===== Passage given =====
This turns out to be an integer programming problem. I can solve it numerically in Python, but I'm having difficulty understanding the qualitative behavior: for some combinations of objects and weapons, the problem is unsolvable— I'm unable to find a pattern. I am looking for help expressing the problem or its solution in terms that clearly expose when the problem is infeasible.
Problem statement. In a certain RPG game:
- You have one weapon.
- Each object $i$ can be destroyed in a certain number of hits $k_i$, no less.
- Your weapon can be upgraded; with an upgraded weapon, each object $i$ takes one fewer hit to destroy. That is, $(k_i-1)$ hits, no less.
- In fact, your weapon might be upgraded multiple times. When your weapon is upgraded $j$ times, each object $i$ can be destroyed in $j$ fewer hits. That is, $(k_i-j)$ hits, no less.
===== Material =====
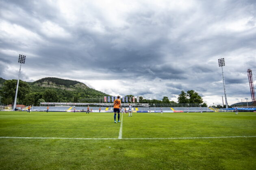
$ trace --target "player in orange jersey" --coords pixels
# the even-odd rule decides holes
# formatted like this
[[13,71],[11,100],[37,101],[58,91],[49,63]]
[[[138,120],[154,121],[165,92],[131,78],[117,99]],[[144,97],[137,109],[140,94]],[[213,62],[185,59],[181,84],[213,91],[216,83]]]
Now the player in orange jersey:
[[120,99],[120,96],[118,96],[117,98],[114,101],[114,119],[115,120],[115,123],[117,123],[115,121],[115,118],[117,117],[117,112],[118,114],[118,122],[121,122],[120,119],[120,108],[121,108],[121,100]]
[[89,112],[90,112],[90,108],[89,108],[89,105],[87,107],[87,112],[86,112],[86,113],[88,113],[89,114]]
[[30,105],[28,106],[28,113],[30,113],[30,108],[31,108],[31,107]]

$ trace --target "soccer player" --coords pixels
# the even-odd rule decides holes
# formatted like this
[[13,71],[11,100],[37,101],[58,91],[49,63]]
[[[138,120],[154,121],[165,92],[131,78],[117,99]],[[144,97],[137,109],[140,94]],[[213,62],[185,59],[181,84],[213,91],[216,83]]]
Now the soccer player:
[[31,108],[30,105],[28,106],[28,113],[30,113],[30,108]]
[[114,101],[114,119],[115,120],[115,123],[116,123],[117,121],[115,120],[117,117],[117,113],[118,114],[118,122],[121,122],[120,119],[120,108],[121,107],[121,100],[120,99],[120,96],[118,96],[117,98]]
[[88,105],[88,106],[87,107],[87,112],[86,112],[86,113],[87,114],[88,113],[88,114],[89,114],[89,111],[90,108],[89,108],[89,105]]
[[235,112],[236,112],[236,115],[238,115],[238,112],[237,111],[237,107],[236,106],[235,106]]
[[132,116],[132,105],[131,104],[129,104],[129,116]]
[[121,108],[121,111],[122,112],[122,114],[125,113],[124,113],[124,108]]

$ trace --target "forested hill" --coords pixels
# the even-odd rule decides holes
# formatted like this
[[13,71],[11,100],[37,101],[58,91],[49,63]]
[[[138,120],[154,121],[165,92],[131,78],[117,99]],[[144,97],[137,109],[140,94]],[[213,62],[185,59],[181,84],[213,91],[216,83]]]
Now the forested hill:
[[[1,102],[5,104],[13,102],[17,80],[0,78]],[[89,87],[85,84],[70,80],[47,77],[33,82],[20,80],[19,85],[18,102],[25,105],[38,105],[40,102],[99,102],[100,97],[109,96]]]
[[32,84],[33,86],[53,87],[70,91],[76,90],[78,88],[90,89],[85,84],[79,81],[56,77],[43,78],[33,82]]
[[[74,85],[77,83],[82,83],[81,82],[74,80],[66,80],[56,77],[46,77],[37,80],[33,82],[33,84],[35,84],[37,83],[43,83],[45,82],[51,82],[54,83],[57,85],[63,85],[67,87]],[[86,85],[85,86],[87,86]]]

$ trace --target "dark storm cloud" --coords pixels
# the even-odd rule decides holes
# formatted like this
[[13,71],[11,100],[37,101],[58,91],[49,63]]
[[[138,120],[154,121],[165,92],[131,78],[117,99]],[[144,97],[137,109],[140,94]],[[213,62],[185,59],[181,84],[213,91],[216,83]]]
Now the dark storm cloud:
[[229,77],[228,77],[226,79],[225,82],[227,84],[239,84],[244,83],[246,83],[247,80],[245,79],[232,79]]
[[0,2],[0,76],[15,77],[23,52],[24,79],[125,80],[130,87],[120,94],[161,99],[194,89],[207,97],[223,93],[217,59],[224,57],[228,95],[247,96],[237,86],[245,87],[247,68],[256,70],[254,1],[100,2]]

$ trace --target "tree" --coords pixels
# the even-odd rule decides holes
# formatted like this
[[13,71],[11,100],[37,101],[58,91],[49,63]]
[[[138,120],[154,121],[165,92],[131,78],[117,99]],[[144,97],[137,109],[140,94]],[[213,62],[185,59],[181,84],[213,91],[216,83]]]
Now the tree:
[[74,99],[73,100],[73,102],[74,103],[77,103],[78,102],[78,97],[76,95],[74,96]]
[[188,100],[189,103],[202,103],[204,102],[201,96],[194,90],[189,90],[187,93],[187,96],[189,97],[189,99]]
[[43,102],[46,102],[46,101],[44,100],[43,100],[43,99],[38,99],[38,100],[37,100],[37,106],[39,105],[40,103]]
[[[17,80],[15,79],[6,81],[0,91],[1,96],[3,97],[3,103],[5,104],[11,104],[14,101],[15,94],[17,85]],[[19,89],[17,95],[17,101],[20,104],[22,103],[25,95],[30,90],[28,84],[22,80],[20,80]]]
[[43,98],[46,102],[57,102],[59,100],[57,92],[52,89],[47,89],[44,91]]
[[187,94],[185,93],[185,91],[183,90],[181,91],[181,93],[179,94],[178,102],[179,103],[187,103],[188,100],[187,96]]
[[170,103],[170,101],[168,98],[168,97],[164,96],[162,100],[162,102],[163,103]]

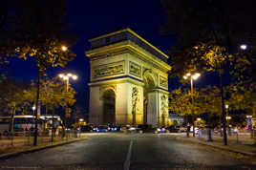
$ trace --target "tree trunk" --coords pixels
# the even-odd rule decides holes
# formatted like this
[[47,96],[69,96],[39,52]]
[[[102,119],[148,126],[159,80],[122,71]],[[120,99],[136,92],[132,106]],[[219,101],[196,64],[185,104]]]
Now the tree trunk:
[[37,114],[38,114],[38,101],[39,101],[39,95],[40,95],[40,75],[41,72],[38,66],[38,77],[37,77],[37,92],[36,92],[36,103],[35,103],[35,116],[34,116],[34,137],[33,137],[33,145],[37,145],[37,135],[38,135],[38,119],[37,119]]
[[221,86],[221,98],[222,98],[222,116],[223,116],[223,129],[224,129],[224,144],[227,145],[226,138],[226,129],[225,129],[225,111],[224,111],[224,86],[223,86],[223,74],[219,73],[220,76],[220,86]]

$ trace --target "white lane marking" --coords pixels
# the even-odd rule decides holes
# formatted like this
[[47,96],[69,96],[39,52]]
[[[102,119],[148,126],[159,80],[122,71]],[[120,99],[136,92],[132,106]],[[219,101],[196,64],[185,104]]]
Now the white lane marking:
[[132,147],[133,147],[133,140],[130,141],[128,153],[126,156],[126,159],[123,164],[123,170],[129,170],[130,169],[130,159],[131,159],[131,155],[132,155]]

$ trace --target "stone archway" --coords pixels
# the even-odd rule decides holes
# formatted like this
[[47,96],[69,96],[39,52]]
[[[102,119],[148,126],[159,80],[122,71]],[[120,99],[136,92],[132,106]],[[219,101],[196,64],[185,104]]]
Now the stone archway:
[[152,103],[151,94],[156,88],[156,80],[151,70],[146,70],[143,74],[143,123],[149,124],[153,115],[150,103]]
[[103,100],[103,124],[116,123],[116,96],[111,89],[105,91],[102,95]]

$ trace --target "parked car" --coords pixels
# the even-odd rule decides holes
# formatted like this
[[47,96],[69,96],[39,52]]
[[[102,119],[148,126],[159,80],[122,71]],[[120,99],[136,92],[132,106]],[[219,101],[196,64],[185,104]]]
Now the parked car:
[[81,128],[80,128],[80,132],[81,132],[81,133],[85,133],[85,132],[93,132],[93,127],[90,126],[90,125],[81,126]]
[[108,132],[109,127],[107,125],[99,125],[97,127],[94,127],[94,132]]
[[148,124],[139,124],[138,125],[137,131],[142,131],[143,133],[155,133],[157,128],[154,128],[152,125]]

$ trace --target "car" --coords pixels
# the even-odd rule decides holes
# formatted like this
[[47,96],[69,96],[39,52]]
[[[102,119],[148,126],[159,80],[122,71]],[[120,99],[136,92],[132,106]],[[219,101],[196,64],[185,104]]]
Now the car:
[[109,132],[109,127],[107,125],[99,125],[93,128],[94,132]]
[[158,133],[158,134],[160,134],[160,133],[166,133],[166,129],[165,129],[165,127],[159,127],[159,128],[157,128],[157,132],[156,133]]
[[81,133],[93,132],[93,127],[90,125],[81,126],[80,131]]
[[139,124],[138,125],[137,131],[142,131],[142,133],[155,133],[157,129],[149,124]]

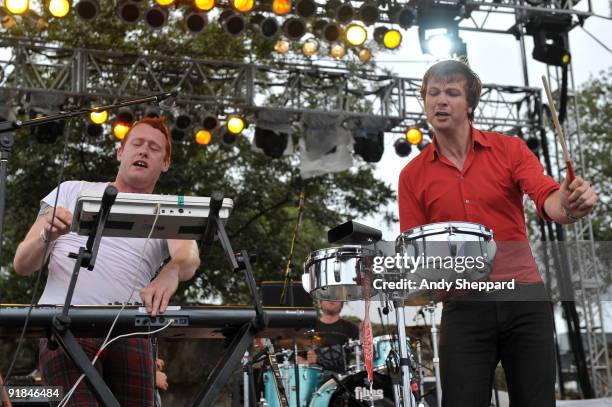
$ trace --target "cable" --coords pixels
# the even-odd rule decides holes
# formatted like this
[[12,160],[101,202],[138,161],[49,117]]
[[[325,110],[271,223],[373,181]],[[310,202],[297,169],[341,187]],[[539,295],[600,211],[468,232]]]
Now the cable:
[[[159,329],[156,329],[155,331],[147,331],[147,332],[132,332],[129,334],[123,334],[123,335],[119,335],[114,337],[113,339],[111,339],[110,341],[108,341],[107,343],[103,344],[100,349],[98,349],[98,351],[96,352],[96,356],[93,358],[93,360],[91,361],[91,364],[94,365],[97,361],[98,358],[100,357],[100,355],[102,354],[102,352],[104,351],[104,349],[106,349],[111,343],[115,342],[117,339],[121,339],[121,338],[127,338],[130,336],[138,336],[138,335],[145,335],[145,336],[150,336],[153,334],[156,334],[158,332],[163,331],[164,329],[167,329],[170,325],[172,325],[174,323],[174,319],[170,319],[170,321],[162,326]],[[66,405],[66,403],[68,403],[68,400],[70,400],[70,397],[72,397],[72,394],[74,394],[74,392],[76,391],[76,388],[78,387],[78,385],[81,383],[81,381],[83,380],[83,378],[85,377],[85,374],[81,374],[81,376],[77,379],[77,381],[74,383],[74,385],[70,388],[70,390],[68,390],[68,392],[66,393],[66,395],[64,395],[64,397],[62,398],[62,400],[59,402],[57,407],[63,407]]]
[[[66,168],[67,161],[68,161],[68,134],[70,133],[69,131],[70,125],[73,121],[74,119],[68,120],[66,131],[64,131],[64,147],[62,151],[63,161],[62,161],[62,165],[59,171],[57,186],[55,187],[57,192],[55,193],[55,200],[53,202],[53,211],[51,213],[51,225],[53,225],[53,222],[55,221],[55,211],[57,208],[57,201],[59,200],[60,186],[62,184],[62,180],[64,177],[64,169]],[[25,321],[23,322],[23,328],[21,329],[21,334],[19,335],[19,339],[17,339],[17,349],[15,350],[15,353],[13,354],[13,359],[11,360],[11,364],[9,365],[8,371],[6,372],[5,382],[7,384],[11,378],[11,374],[13,373],[13,368],[15,367],[17,357],[19,356],[19,353],[21,351],[21,345],[23,343],[23,338],[25,337],[25,333],[28,328],[28,324],[30,323],[30,315],[32,314],[32,309],[34,308],[34,299],[36,297],[36,293],[38,292],[38,287],[40,286],[41,276],[43,274],[42,271],[43,269],[46,268],[45,265],[47,264],[49,260],[47,256],[49,256],[49,258],[51,257],[50,253],[48,253],[50,244],[51,244],[51,239],[47,239],[47,241],[45,242],[43,256],[40,261],[40,267],[38,268],[38,272],[36,274],[36,282],[34,283],[34,289],[32,290],[32,297],[30,298],[30,306],[28,308],[28,313],[26,314]]]

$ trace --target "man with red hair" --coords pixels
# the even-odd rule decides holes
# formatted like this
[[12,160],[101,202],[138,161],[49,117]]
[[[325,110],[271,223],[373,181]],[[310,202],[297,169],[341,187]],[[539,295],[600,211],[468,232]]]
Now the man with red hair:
=====
**Problem to solve:**
Please extract the whole passage on the RPG weapon-upgrade problem word for word, from its first sentence through its last.

**Exercise result:**
This turns out to be an integer programming problem. I can solve it numerically in Python, but I'm having difficulty understanding the qualitative behavior: for some combinations of objects and weapons, the problem is unsolvable— I'm unable to find a pattern. I am looking for help expressing the problem or its solution in terms that clearly expose when the problem is infeasible.
Problem statement. In a certain RPG game:
- You have one weapon.
- Each object $i$ can be destroyed in a certain number of hits $k_i$, no less.
- Your weapon can be upgraded; with an upgraded weapon, each object $i$ takes one fewer hit to destroy. That is, $(k_i-1)$ hits, no less.
- In fact, your weapon might be upgraded multiple times. When your weapon is upgraded $j$ times, each object $i$ can be destroyed in $j$ fewer hits. That is, $(k_i-j)$ hits, no less.